# [STATED TASK]
Rescale part of the material below: begin at the line that has "target | shirt sleeve", stop after the line that has "(1071, 383)", and give those lines again in full, requests included. Multiply every coordinate in the answers by 2.05 and round to whole numbers (halves up), leaving the request lines unchanged.

# [RECORDS FOR THE TASK]

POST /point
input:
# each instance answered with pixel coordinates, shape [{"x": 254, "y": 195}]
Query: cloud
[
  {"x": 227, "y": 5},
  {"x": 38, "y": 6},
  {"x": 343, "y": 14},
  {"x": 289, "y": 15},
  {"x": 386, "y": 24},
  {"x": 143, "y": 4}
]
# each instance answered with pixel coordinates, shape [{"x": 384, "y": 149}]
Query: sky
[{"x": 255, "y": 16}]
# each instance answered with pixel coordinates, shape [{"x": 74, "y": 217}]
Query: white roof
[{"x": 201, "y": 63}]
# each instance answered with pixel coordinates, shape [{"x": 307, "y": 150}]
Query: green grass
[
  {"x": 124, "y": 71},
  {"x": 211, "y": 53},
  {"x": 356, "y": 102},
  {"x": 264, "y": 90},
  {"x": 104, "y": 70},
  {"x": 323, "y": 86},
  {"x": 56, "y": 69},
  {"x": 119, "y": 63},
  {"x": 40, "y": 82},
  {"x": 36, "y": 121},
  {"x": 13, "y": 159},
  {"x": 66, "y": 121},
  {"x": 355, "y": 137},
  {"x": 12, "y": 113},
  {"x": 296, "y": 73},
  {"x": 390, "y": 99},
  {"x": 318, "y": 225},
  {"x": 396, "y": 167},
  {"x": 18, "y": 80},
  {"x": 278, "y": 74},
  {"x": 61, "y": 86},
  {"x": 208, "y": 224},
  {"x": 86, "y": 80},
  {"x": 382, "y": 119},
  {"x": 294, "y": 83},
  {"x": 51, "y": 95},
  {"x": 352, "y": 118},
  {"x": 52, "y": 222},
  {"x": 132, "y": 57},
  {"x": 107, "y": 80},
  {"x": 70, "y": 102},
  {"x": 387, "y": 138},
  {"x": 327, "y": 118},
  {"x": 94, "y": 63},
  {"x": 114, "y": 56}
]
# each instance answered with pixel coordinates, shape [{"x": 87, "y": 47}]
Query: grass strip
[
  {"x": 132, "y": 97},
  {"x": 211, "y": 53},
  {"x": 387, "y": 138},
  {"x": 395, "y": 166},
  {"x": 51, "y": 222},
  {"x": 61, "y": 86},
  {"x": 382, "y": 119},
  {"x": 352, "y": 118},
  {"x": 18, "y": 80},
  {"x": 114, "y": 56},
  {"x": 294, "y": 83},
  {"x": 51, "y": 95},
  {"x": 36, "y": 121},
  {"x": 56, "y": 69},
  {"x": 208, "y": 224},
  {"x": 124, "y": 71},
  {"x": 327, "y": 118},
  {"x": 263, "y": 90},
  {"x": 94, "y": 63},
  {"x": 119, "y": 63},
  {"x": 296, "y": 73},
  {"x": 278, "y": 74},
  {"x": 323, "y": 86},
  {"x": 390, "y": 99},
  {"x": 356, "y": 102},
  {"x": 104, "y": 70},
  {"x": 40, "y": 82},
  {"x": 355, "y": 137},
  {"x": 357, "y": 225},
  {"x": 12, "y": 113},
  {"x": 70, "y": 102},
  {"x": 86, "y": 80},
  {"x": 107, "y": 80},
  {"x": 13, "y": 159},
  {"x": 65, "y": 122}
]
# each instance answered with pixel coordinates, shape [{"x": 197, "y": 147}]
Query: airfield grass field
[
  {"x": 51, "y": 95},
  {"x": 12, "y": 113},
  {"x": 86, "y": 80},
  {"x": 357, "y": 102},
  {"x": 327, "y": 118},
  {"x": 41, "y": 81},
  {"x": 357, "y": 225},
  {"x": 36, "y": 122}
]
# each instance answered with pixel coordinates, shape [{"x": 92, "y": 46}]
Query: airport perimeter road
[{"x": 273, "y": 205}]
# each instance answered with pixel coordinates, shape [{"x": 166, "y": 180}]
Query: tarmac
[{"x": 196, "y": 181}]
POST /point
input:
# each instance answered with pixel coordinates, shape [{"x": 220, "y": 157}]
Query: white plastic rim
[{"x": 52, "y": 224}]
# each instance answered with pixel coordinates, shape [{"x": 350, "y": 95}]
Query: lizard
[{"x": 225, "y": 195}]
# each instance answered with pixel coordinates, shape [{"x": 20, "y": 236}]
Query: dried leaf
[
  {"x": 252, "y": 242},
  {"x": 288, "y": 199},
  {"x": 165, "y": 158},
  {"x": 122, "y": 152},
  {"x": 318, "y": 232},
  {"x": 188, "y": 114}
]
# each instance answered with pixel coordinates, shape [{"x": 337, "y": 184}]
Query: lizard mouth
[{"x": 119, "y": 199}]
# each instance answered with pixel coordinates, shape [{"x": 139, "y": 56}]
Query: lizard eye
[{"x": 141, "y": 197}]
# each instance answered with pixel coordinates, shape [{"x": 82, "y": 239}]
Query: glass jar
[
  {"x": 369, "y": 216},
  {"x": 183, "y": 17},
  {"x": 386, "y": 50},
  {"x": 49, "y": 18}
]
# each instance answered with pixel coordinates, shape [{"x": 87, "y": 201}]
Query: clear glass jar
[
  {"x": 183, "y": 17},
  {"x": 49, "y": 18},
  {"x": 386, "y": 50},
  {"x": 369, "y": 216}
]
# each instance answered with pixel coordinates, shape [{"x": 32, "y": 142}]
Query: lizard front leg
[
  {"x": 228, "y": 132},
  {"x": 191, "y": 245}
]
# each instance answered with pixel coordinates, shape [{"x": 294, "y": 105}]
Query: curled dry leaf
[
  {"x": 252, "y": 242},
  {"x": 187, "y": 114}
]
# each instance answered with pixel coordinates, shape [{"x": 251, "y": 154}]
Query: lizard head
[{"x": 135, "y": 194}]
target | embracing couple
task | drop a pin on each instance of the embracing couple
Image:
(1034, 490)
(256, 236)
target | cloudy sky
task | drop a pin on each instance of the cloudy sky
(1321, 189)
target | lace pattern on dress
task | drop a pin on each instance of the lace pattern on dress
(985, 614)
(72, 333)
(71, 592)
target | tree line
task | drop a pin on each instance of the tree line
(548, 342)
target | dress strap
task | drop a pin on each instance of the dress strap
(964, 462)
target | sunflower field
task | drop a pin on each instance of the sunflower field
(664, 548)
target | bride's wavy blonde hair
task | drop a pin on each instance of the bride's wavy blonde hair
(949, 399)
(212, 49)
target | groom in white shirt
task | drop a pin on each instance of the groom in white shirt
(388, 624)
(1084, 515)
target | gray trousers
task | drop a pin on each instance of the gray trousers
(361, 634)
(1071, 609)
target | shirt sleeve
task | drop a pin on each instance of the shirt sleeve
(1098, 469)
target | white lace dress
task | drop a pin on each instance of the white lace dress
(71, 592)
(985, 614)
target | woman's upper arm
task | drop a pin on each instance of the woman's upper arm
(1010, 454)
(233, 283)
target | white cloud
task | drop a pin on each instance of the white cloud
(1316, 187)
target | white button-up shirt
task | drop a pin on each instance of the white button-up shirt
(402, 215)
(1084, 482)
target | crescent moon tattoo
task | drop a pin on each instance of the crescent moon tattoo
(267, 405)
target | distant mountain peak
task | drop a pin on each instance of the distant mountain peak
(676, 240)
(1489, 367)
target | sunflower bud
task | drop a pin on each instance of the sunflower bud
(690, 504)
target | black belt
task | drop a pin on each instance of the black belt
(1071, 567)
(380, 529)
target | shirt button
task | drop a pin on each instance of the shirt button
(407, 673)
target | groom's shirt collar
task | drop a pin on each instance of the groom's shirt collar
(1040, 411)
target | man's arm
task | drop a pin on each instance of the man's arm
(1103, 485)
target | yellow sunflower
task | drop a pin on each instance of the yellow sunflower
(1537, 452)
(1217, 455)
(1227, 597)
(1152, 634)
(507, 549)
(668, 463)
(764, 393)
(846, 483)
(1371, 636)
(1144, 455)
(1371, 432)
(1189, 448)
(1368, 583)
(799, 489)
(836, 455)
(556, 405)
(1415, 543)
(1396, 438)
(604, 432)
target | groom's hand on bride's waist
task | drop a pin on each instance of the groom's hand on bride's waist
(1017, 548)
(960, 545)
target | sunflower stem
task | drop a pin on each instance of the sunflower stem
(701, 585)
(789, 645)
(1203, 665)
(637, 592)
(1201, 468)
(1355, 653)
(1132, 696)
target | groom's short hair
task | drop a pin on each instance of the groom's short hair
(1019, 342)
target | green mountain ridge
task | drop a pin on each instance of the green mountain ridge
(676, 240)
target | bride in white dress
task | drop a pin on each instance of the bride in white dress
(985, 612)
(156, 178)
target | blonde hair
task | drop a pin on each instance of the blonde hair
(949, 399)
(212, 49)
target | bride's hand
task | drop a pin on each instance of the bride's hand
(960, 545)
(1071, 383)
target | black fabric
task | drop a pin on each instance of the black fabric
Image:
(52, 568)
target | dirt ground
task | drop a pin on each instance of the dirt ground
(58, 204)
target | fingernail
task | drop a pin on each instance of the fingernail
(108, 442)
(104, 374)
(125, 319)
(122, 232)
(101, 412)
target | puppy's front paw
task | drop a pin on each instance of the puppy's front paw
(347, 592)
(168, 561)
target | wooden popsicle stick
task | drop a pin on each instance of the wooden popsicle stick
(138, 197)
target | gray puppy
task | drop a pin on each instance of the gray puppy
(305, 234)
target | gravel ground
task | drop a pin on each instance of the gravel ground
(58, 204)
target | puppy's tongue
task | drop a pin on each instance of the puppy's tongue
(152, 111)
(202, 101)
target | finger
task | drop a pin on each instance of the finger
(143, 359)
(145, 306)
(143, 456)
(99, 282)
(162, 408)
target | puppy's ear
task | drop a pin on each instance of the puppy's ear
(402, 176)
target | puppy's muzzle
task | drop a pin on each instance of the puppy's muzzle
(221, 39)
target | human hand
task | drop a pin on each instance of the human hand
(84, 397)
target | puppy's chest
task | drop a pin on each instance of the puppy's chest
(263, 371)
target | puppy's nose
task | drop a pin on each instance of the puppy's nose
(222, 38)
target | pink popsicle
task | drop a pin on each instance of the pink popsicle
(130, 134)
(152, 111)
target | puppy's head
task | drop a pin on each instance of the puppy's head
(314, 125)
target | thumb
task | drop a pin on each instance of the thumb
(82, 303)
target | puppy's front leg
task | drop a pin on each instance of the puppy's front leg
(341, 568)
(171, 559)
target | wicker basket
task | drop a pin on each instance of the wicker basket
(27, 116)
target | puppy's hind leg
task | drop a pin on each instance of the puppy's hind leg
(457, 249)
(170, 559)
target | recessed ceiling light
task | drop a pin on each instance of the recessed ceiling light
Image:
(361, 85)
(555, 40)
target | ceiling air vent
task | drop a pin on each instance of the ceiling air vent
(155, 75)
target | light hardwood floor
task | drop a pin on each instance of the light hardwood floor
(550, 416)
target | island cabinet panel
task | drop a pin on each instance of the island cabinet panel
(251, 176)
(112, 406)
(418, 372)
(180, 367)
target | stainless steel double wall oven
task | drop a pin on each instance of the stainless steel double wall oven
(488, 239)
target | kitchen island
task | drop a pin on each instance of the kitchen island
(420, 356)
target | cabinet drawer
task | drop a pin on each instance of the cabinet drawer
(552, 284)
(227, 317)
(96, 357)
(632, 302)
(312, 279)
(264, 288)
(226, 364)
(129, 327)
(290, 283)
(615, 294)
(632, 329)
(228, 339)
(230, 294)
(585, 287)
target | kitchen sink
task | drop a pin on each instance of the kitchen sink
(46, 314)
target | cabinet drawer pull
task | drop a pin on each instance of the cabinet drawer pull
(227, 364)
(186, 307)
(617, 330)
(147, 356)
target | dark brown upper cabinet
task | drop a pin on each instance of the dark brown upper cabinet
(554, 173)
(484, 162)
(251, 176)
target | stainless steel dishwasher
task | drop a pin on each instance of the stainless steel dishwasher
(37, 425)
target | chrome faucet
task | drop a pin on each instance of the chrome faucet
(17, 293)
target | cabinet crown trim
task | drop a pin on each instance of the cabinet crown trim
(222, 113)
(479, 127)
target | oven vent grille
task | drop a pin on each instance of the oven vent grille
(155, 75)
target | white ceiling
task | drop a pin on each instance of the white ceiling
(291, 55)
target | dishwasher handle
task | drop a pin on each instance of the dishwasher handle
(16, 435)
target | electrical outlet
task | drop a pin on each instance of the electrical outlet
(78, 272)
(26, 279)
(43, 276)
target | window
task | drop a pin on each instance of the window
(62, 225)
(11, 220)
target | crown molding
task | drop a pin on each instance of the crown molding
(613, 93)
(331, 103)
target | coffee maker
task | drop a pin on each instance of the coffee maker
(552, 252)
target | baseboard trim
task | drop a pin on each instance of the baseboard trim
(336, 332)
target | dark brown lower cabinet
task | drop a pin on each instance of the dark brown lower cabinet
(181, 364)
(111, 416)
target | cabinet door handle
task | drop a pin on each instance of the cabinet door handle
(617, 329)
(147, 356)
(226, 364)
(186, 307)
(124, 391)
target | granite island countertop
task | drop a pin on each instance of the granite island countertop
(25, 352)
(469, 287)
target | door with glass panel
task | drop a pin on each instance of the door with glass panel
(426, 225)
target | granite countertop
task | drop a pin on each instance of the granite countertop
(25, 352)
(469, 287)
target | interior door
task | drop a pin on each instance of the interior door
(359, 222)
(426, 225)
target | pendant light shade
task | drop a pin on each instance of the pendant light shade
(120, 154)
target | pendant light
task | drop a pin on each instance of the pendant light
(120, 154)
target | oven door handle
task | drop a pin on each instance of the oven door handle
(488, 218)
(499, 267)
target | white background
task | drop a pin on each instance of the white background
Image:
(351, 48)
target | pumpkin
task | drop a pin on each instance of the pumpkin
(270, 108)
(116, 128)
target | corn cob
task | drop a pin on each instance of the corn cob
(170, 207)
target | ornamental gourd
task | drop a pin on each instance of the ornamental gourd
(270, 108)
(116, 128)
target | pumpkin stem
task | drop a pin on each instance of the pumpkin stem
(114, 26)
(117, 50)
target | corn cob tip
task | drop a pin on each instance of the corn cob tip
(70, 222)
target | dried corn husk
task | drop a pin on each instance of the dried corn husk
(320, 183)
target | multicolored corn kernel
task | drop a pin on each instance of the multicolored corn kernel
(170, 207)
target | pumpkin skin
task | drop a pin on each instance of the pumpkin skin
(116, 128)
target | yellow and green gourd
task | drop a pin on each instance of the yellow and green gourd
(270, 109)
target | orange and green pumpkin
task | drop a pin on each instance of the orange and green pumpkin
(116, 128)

# [COMPLETE ANSWER]
target | shirt sleeve
task | drop a pin on each instance of the shirt sleeve
(2251, 961)
target | white lace dress
task | drop a pin on each instance of the white lace dress
(146, 1214)
(2019, 1259)
target | woman's upper arm
task | drop a pin on each instance of the woman's upper arm
(2071, 931)
(478, 580)
target | white cloud
task | drop a pin on each instance of the white cloud
(2698, 383)
target | white button-up shirt
task | drop a pin on each instance of the white button-up shirt
(824, 441)
(2222, 988)
target | crescent moon tattoo
task | drop a pin on each instance of the crescent moon tattoo
(547, 830)
target | distant mountain peak
task | drop a pin on each instance of the distant mountain peak
(1386, 492)
(3052, 752)
target | sunflower bud
task | drop a pin on each instance of the sunflower bud
(1415, 1033)
target | black belt
task | drop a pin on each instance of the black belt
(2196, 1162)
(779, 1084)
target | shirt button
task | drop a pin on each instance of the shirt button
(834, 1380)
target | groom's shirt collar
task | drop a pin on each instance of the groom's shirt collar
(2132, 843)
target | man's arm
task | drop a pin on each instance of the man's arm
(2261, 994)
target | yellow sunflower
task | drop a pin on each instance of the yellow sunflower
(3151, 927)
(2495, 933)
(2515, 1224)
(2362, 1300)
(1039, 1125)
(1369, 949)
(1566, 806)
(1734, 990)
(2811, 1304)
(2345, 933)
(2811, 886)
(2437, 918)
(2804, 1195)
(1638, 1002)
(1714, 933)
(1140, 830)
(2901, 1113)
(2862, 898)
(1238, 886)
target | groom's hand on bride's waist
task | drop a pin on each instance of the groom's hand on bride's waist
(2085, 1123)
(1968, 1117)
target | sunflower stem
task | drop a pin on each instance of the sunflower stem
(1437, 1199)
(1617, 1322)
(2466, 1363)
(1306, 1214)
(2462, 959)
(2778, 1339)
(2321, 1427)
target | groom's short hair
task | drop a pin on each instance of the groom's short hair
(2089, 701)
target | green mountain ridge
task | drop a pin on each instance of the green mountain ridge
(1386, 492)
target | bride in white dress
task | drop a pin on each instance of the bride in white dress
(2019, 1255)
(320, 365)
target | blonde hair
task | drop a pin on each instance of the blonde hair
(1945, 818)
(435, 100)
target | bride's hand
task | drop a pin on each instance of the bride's hand
(1968, 1117)
(2196, 785)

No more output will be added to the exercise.